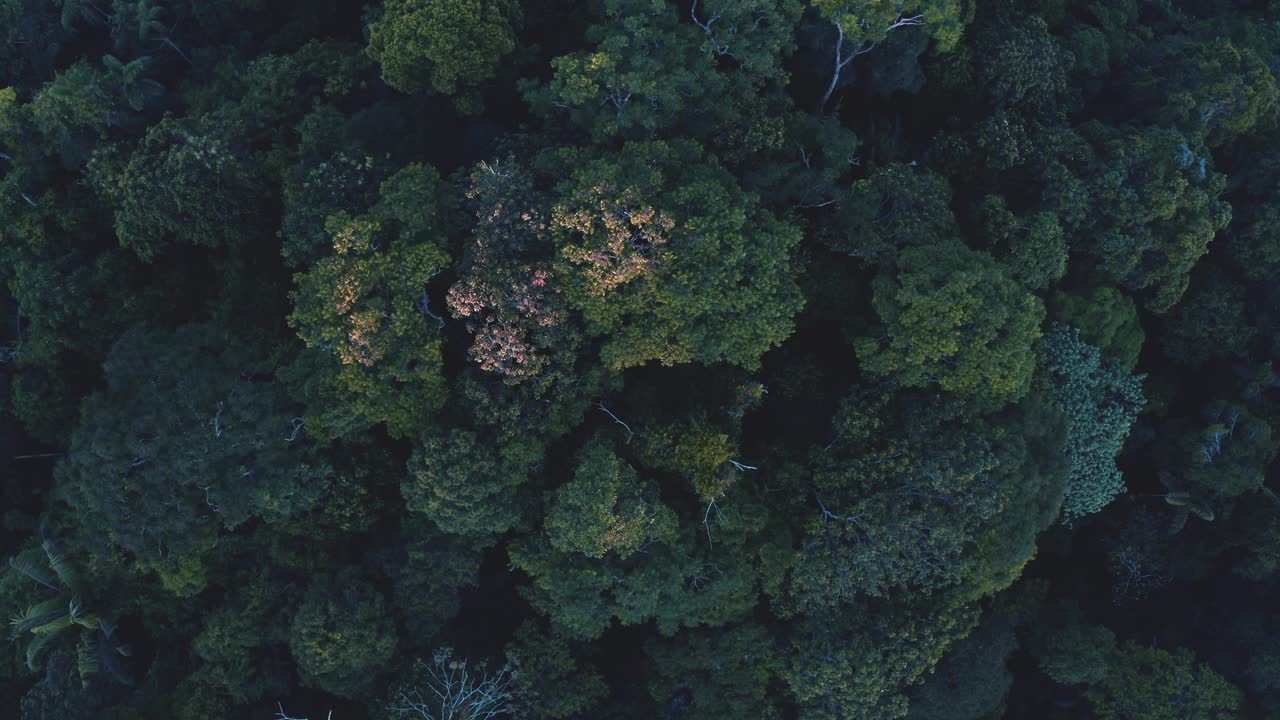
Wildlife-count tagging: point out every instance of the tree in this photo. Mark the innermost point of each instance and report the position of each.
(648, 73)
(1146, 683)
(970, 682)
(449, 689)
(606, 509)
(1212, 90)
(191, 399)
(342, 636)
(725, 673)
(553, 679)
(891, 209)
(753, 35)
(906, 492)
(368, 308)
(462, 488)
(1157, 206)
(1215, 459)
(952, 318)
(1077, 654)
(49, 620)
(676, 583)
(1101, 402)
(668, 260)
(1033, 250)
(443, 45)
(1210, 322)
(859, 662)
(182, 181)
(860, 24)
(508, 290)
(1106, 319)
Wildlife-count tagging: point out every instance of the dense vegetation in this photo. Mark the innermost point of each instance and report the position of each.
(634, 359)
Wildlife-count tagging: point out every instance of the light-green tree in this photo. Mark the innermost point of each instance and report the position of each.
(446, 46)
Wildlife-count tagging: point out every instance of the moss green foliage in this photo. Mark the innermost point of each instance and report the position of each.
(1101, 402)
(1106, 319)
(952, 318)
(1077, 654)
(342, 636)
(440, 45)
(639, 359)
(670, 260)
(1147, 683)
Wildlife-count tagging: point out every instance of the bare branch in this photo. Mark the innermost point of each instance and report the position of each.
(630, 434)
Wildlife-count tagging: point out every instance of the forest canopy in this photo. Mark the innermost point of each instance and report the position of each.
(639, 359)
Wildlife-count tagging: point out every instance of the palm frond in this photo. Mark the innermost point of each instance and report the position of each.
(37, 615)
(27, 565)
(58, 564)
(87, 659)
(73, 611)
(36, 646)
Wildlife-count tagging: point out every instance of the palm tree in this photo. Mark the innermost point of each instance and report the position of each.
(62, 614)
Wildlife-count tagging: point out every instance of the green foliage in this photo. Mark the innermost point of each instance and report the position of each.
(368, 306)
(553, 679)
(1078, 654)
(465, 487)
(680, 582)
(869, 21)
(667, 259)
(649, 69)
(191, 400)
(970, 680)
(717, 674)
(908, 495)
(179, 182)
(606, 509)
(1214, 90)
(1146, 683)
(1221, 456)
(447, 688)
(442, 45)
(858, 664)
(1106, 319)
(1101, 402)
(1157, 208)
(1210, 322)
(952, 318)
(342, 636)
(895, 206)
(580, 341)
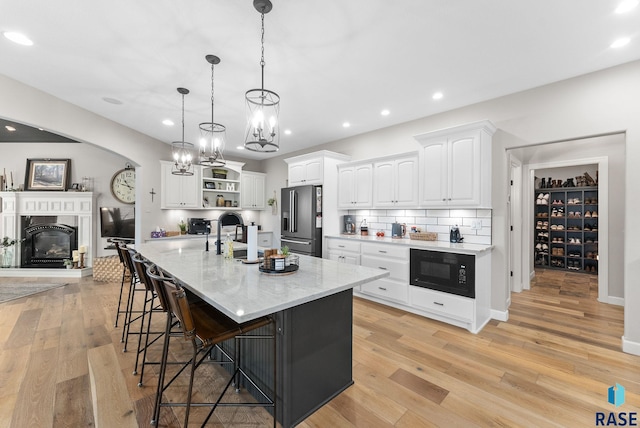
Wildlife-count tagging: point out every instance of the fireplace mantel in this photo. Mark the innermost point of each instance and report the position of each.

■ INSTRUCTION ■
Put every line of the rows above into a Markdown table with a "No." column for the line number and a "Text" column for the line itself. Skip blank lines, and leave the pictures out.

■ FULL SOLUTION ■
| No. | Text |
|---|---|
| 1 | Wildlife-count tagging: point out every instance of the tree in this photo. Mark the innermost point of each instance and report the position of each. |
| 2 | (648, 73) |
| 3 | (1146, 683) |
| 4 | (970, 682) |
| 5 | (449, 689) |
| 6 | (606, 509) |
| 7 | (1212, 90) |
| 8 | (191, 399) |
| 9 | (342, 636) |
| 10 | (725, 673) |
| 11 | (553, 679) |
| 12 | (891, 209) |
| 13 | (753, 35) |
| 14 | (906, 492) |
| 15 | (368, 308) |
| 16 | (462, 488) |
| 17 | (1157, 206) |
| 18 | (1215, 459) |
| 19 | (952, 318) |
| 20 | (1077, 654) |
| 21 | (49, 620) |
| 22 | (676, 583) |
| 23 | (1101, 402) |
| 24 | (668, 260) |
| 25 | (1033, 250) |
| 26 | (443, 45) |
| 27 | (1210, 322) |
| 28 | (859, 662) |
| 29 | (182, 181) |
| 30 | (860, 24) |
| 31 | (508, 290) |
| 32 | (1106, 319) |
| 33 | Wildlife-count tagging: point out every instance of the dense vegetation in this photo. Mark the innermost point of each instance and report the position of each. |
| 34 | (634, 359) |
| 35 | Wildlife-count tagging: point out every instance of the light-green tree in this photo. Mark the innermost point of each instance and report the position of each. |
| 36 | (446, 46) |
| 37 | Wildlife-count tagging: point out every instance of the moss green foliage in this photo. Mark the innermost point of each instance and report the position of each. |
| 38 | (1101, 402) |
| 39 | (1106, 319) |
| 40 | (952, 318) |
| 41 | (1077, 654) |
| 42 | (342, 636) |
| 43 | (440, 45) |
| 44 | (639, 359) |
| 45 | (670, 260) |
| 46 | (1147, 683) |
| 47 | Wildlife-count tagging: point out every instance of the bare branch in this photo. Mark the innermost point of each instance and report the position of each. |
| 48 | (630, 434) |
| 49 | Wildlife-count tagging: point out every instance of the forest canopy in this photo. Mark the innermost point of each instance and report the position of each. |
| 50 | (639, 359) |
| 51 | Wildlife-count tagging: point out every instance of the palm frond in this photo. Mark the innermost point of each instance and report the position of each. |
| 52 | (37, 615) |
| 53 | (27, 565) |
| 54 | (58, 564) |
| 55 | (87, 659) |
| 56 | (73, 611) |
| 57 | (36, 646) |
| 58 | Wildlife-count tagging: point out every instance of the palm tree in this photo. Mark the innermost point of each instance and report the position of each. |
| 59 | (62, 614) |
| 60 | Wildlife-count tagging: point out every instance of the green foliage in this photo. Mark the innermost point of each instance and report the position of each. |
| 61 | (368, 306) |
| 62 | (553, 679) |
| 63 | (1078, 654) |
| 64 | (465, 487) |
| 65 | (680, 582) |
| 66 | (869, 21) |
| 67 | (667, 259) |
| 68 | (649, 69) |
| 69 | (191, 400) |
| 70 | (970, 680) |
| 71 | (717, 674) |
| 72 | (908, 495) |
| 73 | (179, 182) |
| 74 | (606, 509) |
| 75 | (1214, 90) |
| 76 | (1146, 683) |
| 77 | (1221, 456) |
| 78 | (447, 688) |
| 79 | (442, 45) |
| 80 | (858, 664) |
| 81 | (1106, 319) |
| 82 | (1101, 402) |
| 83 | (1157, 208) |
| 84 | (1210, 322) |
| 85 | (952, 318) |
| 86 | (342, 636) |
| 87 | (895, 206) |
| 88 | (580, 341) |
| 89 | Wildlife-count tagging: point out every instance of the fireplace mantel in this photo. Mark the innermost point of each instance and report the position of each. |